◆ SUPPLIED INFORMATION

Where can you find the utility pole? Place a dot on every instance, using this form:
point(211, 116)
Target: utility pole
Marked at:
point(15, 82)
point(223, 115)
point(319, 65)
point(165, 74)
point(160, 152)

◆ WHAT IS REQUIRED
Retype every line of the material above verbatim, keeping each character, space, and line break unchanged.

◆ RESPONSE
Where can you find the utility pole? Place a dot on every instance, using this form:
point(211, 116)
Target: utility pole
Marked at:
point(15, 82)
point(223, 115)
point(319, 65)
point(165, 74)
point(160, 152)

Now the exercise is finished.